Directions =
(a) Translate this sentence from the article on Martin Landau into Spanish: "As Burton notes in his director's commentary on the DVD, Landau's career, like Lugosi's, had its reversals of fortune."
(b) Using the article on Martin Landau, answer these:
(i) Landau won an Oscar for playing which role?
(ii) In what year was Lugosi's legendary performance in "Dracula"?
(iii) Which Alfred Hitchcock film is named as one of the highs of Landau's career?
(c) Repeat word for word the part of the article on Martin Landau that begins at the words "Nobody, it seems, other" and stops after the words "have played Lugosi.".

Martin Landau on the making of 'Ed Wood'

By Douglas Hyde
Special to

Ed Wood
Johnny Depp, as Ed Wood, and Martin Landau, as Bela Lugosi, in "Ed Wood."
Bela Lugosi
Martin Landau
Tim Burton

LOS ANGELES, California (CNN) -- "Who in the world, outside of Tim Burton, would make an homage, a tribute to Ed Wood ... the worst director in the history of Hollywood?"

The question is posed by "Ed Wood" star Martin Landau, who won an Oscar for playing horror legend Bela Lugosi in the 1994 film. (A special edition DVD of "Ed Wood" is due Tuesday.)

Nobody, it seems, other than Burton would have tackled the tale of the 1950s schlockmeister. And according to Burton himself, nobody but Landau could have played Lugosi.

As Burton notes in his director's commentary on the DVD, Landau's career, like Lugosi's, had its reversals of fortune.

Lugosi had a long fade from his legendary 1931 performance in "Dracula," eventually finding himself working for Wood in comically awful films like "Bride of the Monster" and "Plan Nine from Outer Space."

For Landau, there were highs like Alfred Hitchcock's "North by Northwest" and lows like -- no joke -- "The Harlem Globetrotters on Gilligan's Island."

"Life is a roller coaster," Landau muses in an interview. "There are ups, there are downs, there are hills, there are valleys, peaks and so on. And [Burton] knew that there were some pictures that I did over the years with some directors that should have been turned into guitar picks, and would have been more worthwhile had they been. But he understood that I understood that."

Data section =
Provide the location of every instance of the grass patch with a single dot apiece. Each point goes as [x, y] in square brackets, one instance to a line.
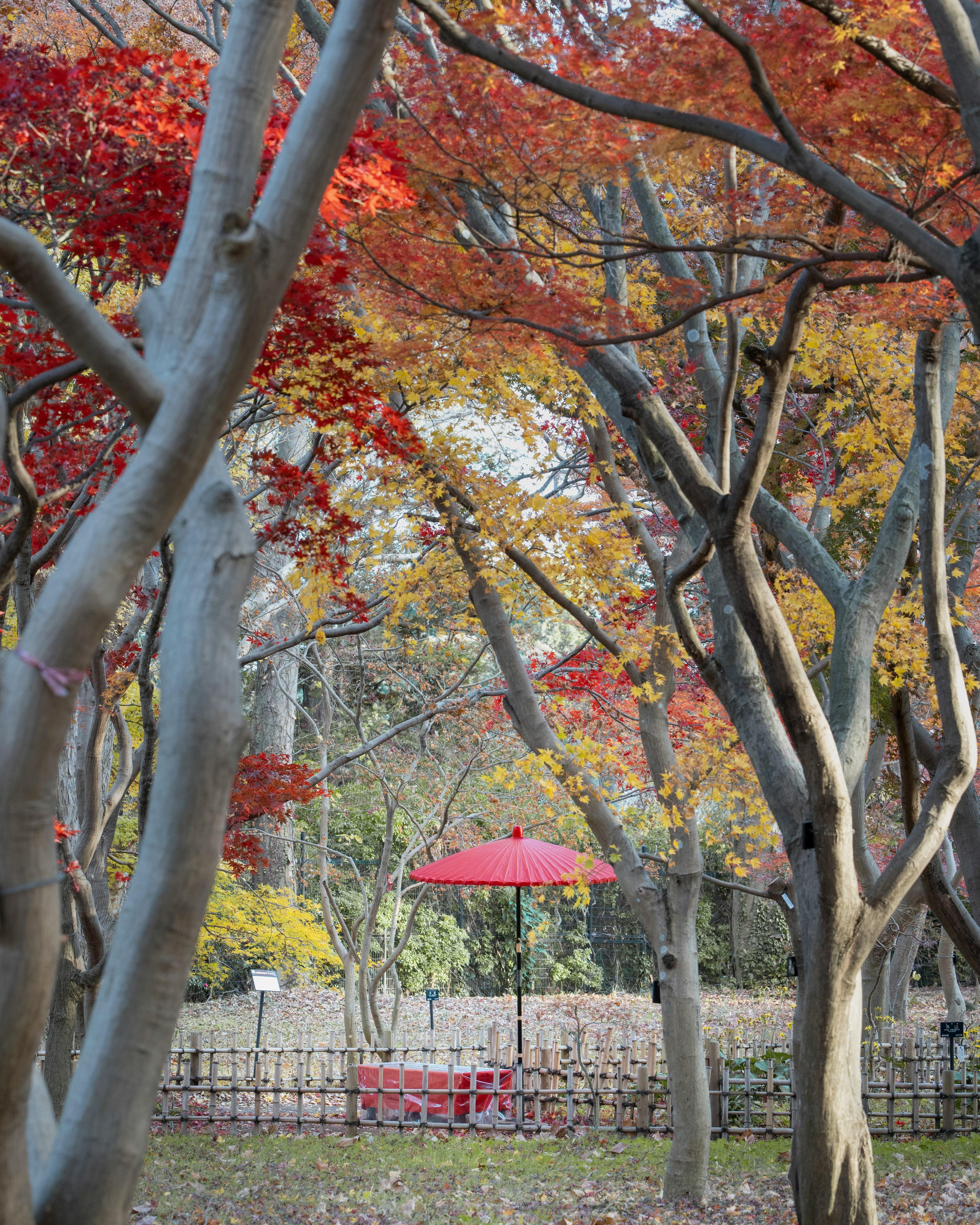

Answers for this exercise =
(a) Como señala Burton en su comentario de director en el DVD, la carrera de Landau, al igual que la de Lugosi, tuvo sus reveses de fortuna.

(b)
(i) Horror legend Bela Lugosi
(ii) 1931
(iii) "North by Northwest"

(c)
Nobody, it seems, other than Burton would have tackled the tale of the 1950s schlockmeister. And according to Burton himself, nobody but Landau could have played Lugosi.